→ **提供本文**
韓国人指導者が“名門巨人軍”の1軍要職を務めるのは、今回が初となる。今回の異動はチームの打撃と得点力強化のため、キム・ギテ前監督の能力が必要だと判断されたためで、2軍でタッグを組んでいた阿部慎之助も、作戦兼ディフェンスチーフコーチとして1軍入りしている。

KIAタイガース所属時のキム・ギテ氏(左)と原辰徳監督(中央)

また、“パ・リーグの雄”ソフトバンク・ホークスには、キム・ソングン元ハンファ・イーグルス監督が所属している。彼は2007年に就任したSKワイバーンズ(現SSGランダース)を初の韓国シリーズ優勝に導いただけでなく、2005年には千葉ロッテマリーンズのチームコーディネーターとして、イ・スンヨプ、里崎智也、今江敏晃など名選手の指導も手掛けた名伯楽だ。またKBO出身者で初めてNPBの正式コーチとなった人物としても知られている。

昨年まで1軍のコーチングアドバイザーとして活動したキム・ソングン氏は、来年は監督付特別アドバイザーとして藤本博史新監督の一助となる予定だ。

キム・ソングン ソフトバンク1軍コーチングアドバイザー

ソフトバンクのキム・ソングン氏は、選手だけでなく指導者を育成するという重責を与えられ、キム・ギテ氏はジャイアンツの再建を牽引する期待株を育てるノウハウで、2年目にして1軍昇格を果たした。チームの志向とカラーが明確であるため、これを具体化し実現できる指導者を国籍に関係なく重用するという点で、日本プロ野球の成長への貪欲さが垣間見える。

→ **元の一覧**

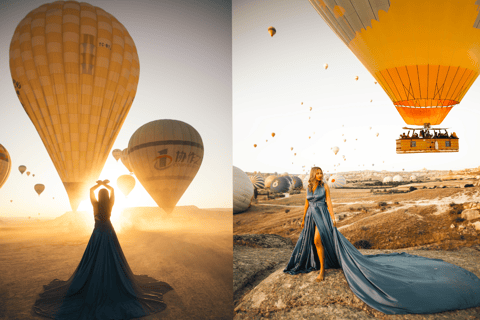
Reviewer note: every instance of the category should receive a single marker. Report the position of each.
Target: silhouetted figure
(103, 286)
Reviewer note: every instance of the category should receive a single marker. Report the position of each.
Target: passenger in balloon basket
(393, 283)
(103, 286)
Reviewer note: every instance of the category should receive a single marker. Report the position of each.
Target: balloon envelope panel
(280, 185)
(5, 165)
(75, 70)
(166, 155)
(424, 69)
(242, 191)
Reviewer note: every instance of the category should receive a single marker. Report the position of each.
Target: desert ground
(427, 217)
(191, 249)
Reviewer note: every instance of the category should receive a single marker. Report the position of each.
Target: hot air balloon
(5, 165)
(280, 185)
(126, 183)
(381, 38)
(125, 160)
(257, 181)
(242, 191)
(39, 188)
(336, 181)
(165, 155)
(117, 153)
(272, 31)
(75, 70)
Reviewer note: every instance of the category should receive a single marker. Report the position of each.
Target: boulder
(283, 296)
(470, 214)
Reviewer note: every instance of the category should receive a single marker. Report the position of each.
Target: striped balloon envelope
(125, 160)
(269, 180)
(242, 191)
(75, 70)
(165, 155)
(336, 181)
(257, 181)
(5, 165)
(424, 54)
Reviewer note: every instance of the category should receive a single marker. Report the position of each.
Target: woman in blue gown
(103, 285)
(395, 283)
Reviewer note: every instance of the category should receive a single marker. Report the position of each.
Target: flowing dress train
(103, 286)
(394, 283)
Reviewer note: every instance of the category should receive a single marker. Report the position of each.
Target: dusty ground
(387, 221)
(196, 260)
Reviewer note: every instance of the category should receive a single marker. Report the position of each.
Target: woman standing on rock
(394, 283)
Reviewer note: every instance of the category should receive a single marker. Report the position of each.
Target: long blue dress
(103, 286)
(394, 283)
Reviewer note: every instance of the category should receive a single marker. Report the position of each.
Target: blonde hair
(312, 179)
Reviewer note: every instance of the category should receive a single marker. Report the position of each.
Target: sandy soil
(420, 218)
(193, 254)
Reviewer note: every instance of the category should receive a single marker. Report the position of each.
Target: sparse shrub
(362, 244)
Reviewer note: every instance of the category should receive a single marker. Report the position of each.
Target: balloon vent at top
(424, 54)
(75, 71)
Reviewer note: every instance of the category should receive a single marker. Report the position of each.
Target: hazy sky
(185, 53)
(272, 76)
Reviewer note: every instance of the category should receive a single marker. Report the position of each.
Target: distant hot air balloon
(165, 155)
(5, 165)
(257, 181)
(242, 191)
(75, 70)
(126, 183)
(39, 188)
(117, 153)
(436, 57)
(125, 160)
(272, 31)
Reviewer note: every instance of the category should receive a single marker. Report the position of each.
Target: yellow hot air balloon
(75, 70)
(117, 153)
(125, 160)
(424, 54)
(39, 188)
(165, 156)
(272, 31)
(5, 165)
(126, 183)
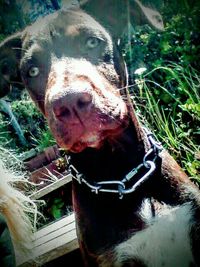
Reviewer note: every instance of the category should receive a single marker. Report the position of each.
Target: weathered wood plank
(51, 242)
(51, 187)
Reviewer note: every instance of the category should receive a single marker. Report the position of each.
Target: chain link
(119, 187)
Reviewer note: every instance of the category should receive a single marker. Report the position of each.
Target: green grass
(171, 109)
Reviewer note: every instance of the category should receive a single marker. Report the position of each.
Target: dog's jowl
(71, 68)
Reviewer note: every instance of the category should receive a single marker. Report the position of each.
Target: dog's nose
(68, 105)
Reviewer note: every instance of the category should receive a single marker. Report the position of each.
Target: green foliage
(168, 95)
(174, 115)
(179, 42)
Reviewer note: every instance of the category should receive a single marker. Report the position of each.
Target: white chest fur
(164, 243)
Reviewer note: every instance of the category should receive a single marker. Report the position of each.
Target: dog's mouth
(93, 132)
(95, 140)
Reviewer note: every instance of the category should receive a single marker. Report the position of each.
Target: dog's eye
(33, 71)
(92, 42)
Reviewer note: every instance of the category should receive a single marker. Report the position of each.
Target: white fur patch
(164, 243)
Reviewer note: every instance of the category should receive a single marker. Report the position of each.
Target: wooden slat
(52, 242)
(51, 187)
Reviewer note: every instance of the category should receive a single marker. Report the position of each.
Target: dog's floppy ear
(115, 14)
(10, 53)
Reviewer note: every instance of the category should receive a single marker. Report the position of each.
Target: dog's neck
(115, 158)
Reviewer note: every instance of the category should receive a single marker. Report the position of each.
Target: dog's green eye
(33, 71)
(92, 42)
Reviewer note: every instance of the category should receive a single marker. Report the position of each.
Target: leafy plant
(173, 112)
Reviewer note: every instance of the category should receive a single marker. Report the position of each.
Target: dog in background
(134, 205)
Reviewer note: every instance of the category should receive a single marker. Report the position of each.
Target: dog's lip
(95, 140)
(92, 140)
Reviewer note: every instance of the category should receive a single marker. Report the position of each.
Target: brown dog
(134, 206)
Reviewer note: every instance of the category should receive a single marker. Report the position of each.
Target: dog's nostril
(62, 112)
(84, 100)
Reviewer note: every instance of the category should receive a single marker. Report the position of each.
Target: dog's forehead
(67, 23)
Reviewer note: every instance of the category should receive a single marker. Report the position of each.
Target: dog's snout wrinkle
(73, 107)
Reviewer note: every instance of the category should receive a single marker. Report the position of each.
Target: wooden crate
(55, 239)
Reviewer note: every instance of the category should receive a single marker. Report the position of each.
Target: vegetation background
(164, 81)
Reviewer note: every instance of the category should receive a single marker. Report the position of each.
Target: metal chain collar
(120, 186)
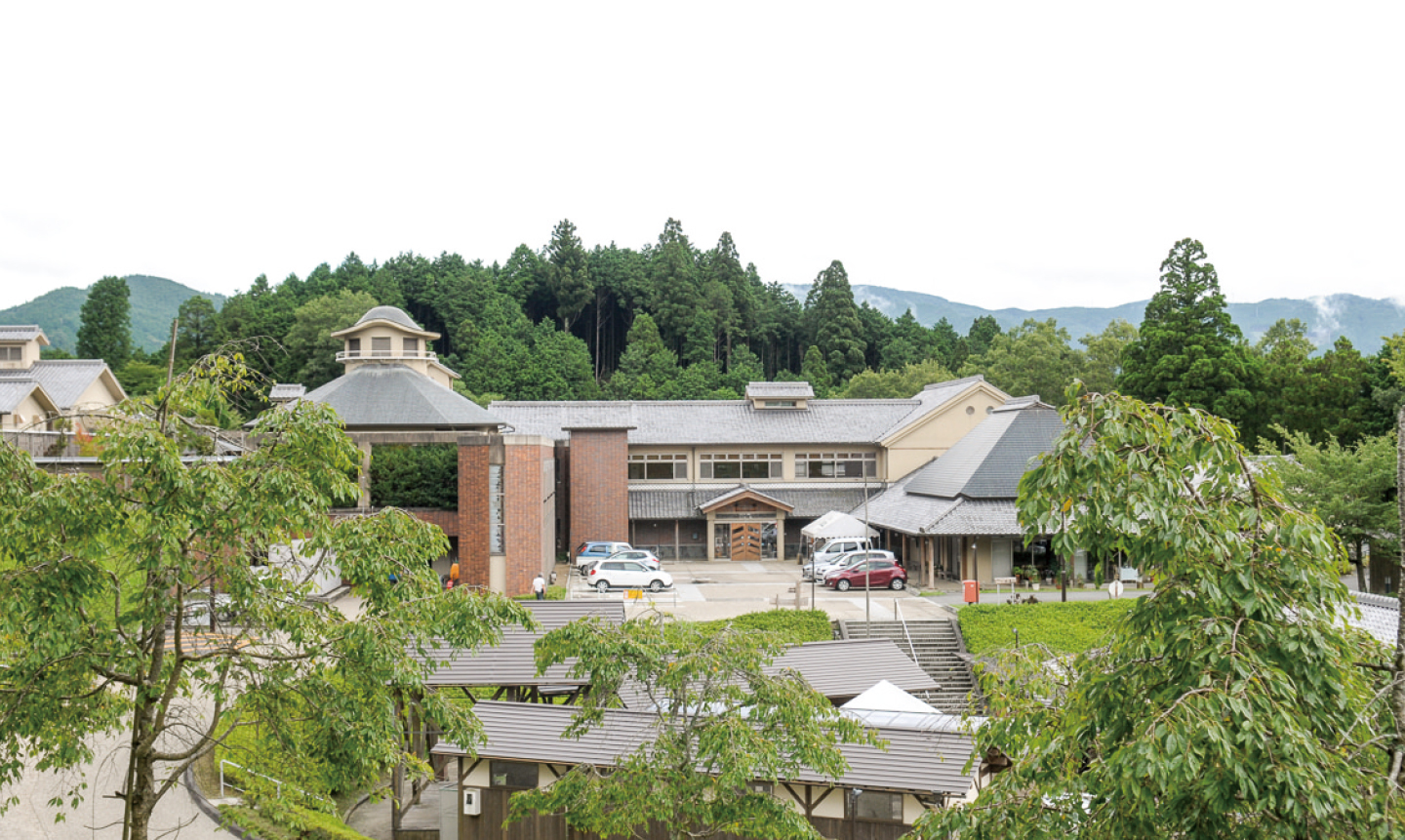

→ **必須課題**
1: 本文によると、阿部慎之助はどの役職で1軍入りしたか。
2: 本文の「昨年まで1軍のコーチングアド」から「成長への貪欲さが垣間見える。」までを、「来年」を「来季」に置き換えて書き直してください。
一覧は使わなくてよい。

→ **記述回答**
1: 作戦兼ディフェンスチーフコーチとして1軍入りした。

2:
昨年まで1軍のコーチングアドバイザーとして活動したキム・ソングン氏は、来季は監督付特別アドバイザーとして藤本博史新監督の一助となる予定だ。

キム・ソングン ソフトバンク1軍コーチングアドバイザー

ソフトバンクのキム・ソングン氏は、選手だけでなく指導者を育成するという重責を与えられ、キム・ギテ氏はジャイアンツの再建を牽引する期待株を育てるノウハウで、2年目にして1軍昇格を果たした。チームの志向とカラーが明確であるため、これを具体化し実現できる指導者を国籍に関係なく重用するという点で、日本プロ野球の成長への貪欲さが垣間見える。